▸ **Passage**:
────

OUR TIME WILL COME

 

File:Easter Proclamation of 1916.png

 

 

The BBC’s Peter Taylor, for all his knowledge of the events in Northern Ireland always seems somewhat naïve when it comes to the whole picture…perhaps too caught up in the details to see it in the round?  Not just of Northern Ireland but terrorism generally…..Jihadists and all.

Ever the loyal BBC man he manages to get a dig in at UKIP…associating them with IRA terrorists here (and on the radio this morning):

‘At last month’s Sinn Fein’s ard fheis (party conference), he departed from his prepared speech and scathingly asked: “Where were they when there was a war?”

Interviewing Sinn Fein’s Gerry Kelly, I got the distinct impression that the party was now rowing back from inflammatory remarks of this kind, perhaps realising that such attacks may be counterproductive. David Cameron is now doing much the same with UKIP.’

 

Suppose that makes a change from the BBC linking them in reports to neo nazis such as the Golden Dawn Party in Greece. 

 

Here is a surprising statement from Taylor:

A new generation of young people is being attracted to the dissidents and he (Assistant Chief Constable Drew Harris, head of the PSNI’s Crime Operations ) described the process with words that I have come to associate more with Islamist extremists than Irish republicans.

“Radicalisation is happening,” he said.’

So Irish republicans weren’t ‘radicalised’?…you’ve got to be kidding….was it just a day job or something…a career choice.…Tescos or the IRA?

Here is ex IRA member being interviewed in 2005, possibly ironically, by the Boston Globe, considering recent events and Taylor’s comparison to Jihadists:

As a 10-year-old living in British-controlled Northern Ireland, Shane O’Doherty offered himself up to martyrdom.

IN 1965, when he was ten years old he tore a sheet of paper from a notebook he used to copy lessons at school and wrote down a pledge:

“When I grow up, I, Shane Paul O’Doherty, want to fight and, if necessary, die for Ireland’s freedom.”

As he said about the time he became an IRA terrorist, age 15, upon his transformation from nobody to bomber:

I was no longer an insignificant teenager. I became heroic overnight. I felt drunk with power.’

 

Radicalised? I’d say so…by being weaned on the ‘rebellion’ from the cradle most likely.

────

(Region labeling records)
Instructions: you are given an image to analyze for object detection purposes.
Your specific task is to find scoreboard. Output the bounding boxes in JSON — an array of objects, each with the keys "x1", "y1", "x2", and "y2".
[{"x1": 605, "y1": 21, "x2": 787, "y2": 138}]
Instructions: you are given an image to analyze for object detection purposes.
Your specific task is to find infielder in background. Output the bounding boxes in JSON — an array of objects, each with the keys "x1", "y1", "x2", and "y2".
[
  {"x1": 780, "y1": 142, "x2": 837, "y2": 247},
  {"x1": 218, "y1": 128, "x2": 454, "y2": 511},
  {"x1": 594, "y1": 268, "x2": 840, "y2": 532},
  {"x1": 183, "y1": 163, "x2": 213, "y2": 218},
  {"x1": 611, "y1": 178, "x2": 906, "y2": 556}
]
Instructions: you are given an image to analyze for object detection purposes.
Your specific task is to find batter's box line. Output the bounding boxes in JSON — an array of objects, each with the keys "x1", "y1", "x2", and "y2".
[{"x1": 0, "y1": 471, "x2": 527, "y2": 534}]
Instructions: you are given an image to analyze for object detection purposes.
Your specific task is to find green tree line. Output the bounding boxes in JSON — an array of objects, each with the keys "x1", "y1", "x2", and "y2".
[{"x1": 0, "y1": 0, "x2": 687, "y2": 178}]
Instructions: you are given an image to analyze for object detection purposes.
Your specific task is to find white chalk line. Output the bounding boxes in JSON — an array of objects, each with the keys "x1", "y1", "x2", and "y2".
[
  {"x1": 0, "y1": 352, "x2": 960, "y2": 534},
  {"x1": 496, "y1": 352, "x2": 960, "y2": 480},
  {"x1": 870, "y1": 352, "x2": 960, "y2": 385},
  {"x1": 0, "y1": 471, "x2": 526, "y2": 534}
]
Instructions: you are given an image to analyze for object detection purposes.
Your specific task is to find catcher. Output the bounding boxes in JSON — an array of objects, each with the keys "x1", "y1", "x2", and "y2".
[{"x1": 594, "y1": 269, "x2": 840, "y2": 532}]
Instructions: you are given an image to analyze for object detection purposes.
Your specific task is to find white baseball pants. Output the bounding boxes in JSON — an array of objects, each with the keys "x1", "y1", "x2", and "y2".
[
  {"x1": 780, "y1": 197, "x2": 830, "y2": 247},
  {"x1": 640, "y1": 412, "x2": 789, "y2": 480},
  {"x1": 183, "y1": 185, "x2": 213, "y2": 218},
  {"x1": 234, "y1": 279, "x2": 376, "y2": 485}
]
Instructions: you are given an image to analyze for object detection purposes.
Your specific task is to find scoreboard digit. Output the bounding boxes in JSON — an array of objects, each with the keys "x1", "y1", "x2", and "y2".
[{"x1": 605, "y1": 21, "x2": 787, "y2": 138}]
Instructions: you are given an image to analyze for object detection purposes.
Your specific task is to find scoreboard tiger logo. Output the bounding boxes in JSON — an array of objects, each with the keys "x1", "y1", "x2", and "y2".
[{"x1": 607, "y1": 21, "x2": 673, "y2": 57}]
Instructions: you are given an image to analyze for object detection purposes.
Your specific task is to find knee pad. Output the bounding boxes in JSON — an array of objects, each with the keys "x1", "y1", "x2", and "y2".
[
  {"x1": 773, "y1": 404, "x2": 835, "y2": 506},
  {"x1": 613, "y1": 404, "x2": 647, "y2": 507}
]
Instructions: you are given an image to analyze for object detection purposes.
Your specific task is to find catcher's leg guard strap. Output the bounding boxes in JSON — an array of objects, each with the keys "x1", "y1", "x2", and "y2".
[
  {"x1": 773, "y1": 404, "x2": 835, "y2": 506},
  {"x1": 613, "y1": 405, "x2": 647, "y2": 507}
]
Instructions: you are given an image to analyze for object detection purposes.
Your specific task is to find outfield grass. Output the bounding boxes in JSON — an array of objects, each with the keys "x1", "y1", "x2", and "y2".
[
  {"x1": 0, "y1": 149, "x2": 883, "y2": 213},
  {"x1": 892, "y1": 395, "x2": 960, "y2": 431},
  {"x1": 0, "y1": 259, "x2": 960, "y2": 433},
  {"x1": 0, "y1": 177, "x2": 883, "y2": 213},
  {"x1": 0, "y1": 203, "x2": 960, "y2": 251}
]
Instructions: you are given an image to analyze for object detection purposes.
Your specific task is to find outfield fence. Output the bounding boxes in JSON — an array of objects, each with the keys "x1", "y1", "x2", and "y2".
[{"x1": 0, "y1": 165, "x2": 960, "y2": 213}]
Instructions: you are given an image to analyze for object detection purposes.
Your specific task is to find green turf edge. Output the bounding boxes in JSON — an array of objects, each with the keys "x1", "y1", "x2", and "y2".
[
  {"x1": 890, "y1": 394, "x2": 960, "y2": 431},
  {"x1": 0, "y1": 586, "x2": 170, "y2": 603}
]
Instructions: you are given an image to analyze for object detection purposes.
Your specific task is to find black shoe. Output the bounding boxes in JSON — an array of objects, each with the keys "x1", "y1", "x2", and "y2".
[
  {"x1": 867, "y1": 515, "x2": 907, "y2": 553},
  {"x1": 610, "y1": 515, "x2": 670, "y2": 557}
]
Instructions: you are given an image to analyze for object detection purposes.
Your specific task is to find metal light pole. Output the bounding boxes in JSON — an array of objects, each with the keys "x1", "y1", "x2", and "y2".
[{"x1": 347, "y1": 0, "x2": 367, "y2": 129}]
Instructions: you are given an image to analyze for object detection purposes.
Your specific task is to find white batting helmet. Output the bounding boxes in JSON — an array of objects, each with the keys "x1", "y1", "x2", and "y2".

────

▸ **Directives**:
a – In the post, how old was Shane O'Doherty when he wrote down his pledge?
b – Please repeat the post word for word between "Suppose that makes" and "than Irish republicans.", inclusive.
The items are not needed for any of this.

▸ **Solutions to the exercise**:
a – He was ten years old.

b –
Suppose that makes a change from the BBC linking them in reports to neo nazis such as the Golden Dawn Party in Greece. 

 

Here is a surprising statement from Taylor:

A new generation of young people is being attracted to the dissidents and he (Assistant Chief Constable Drew Harris, head of the PSNI’s Crime Operations ) described the process with words that I have come to associate more with Islamist extremists than Irish republicans.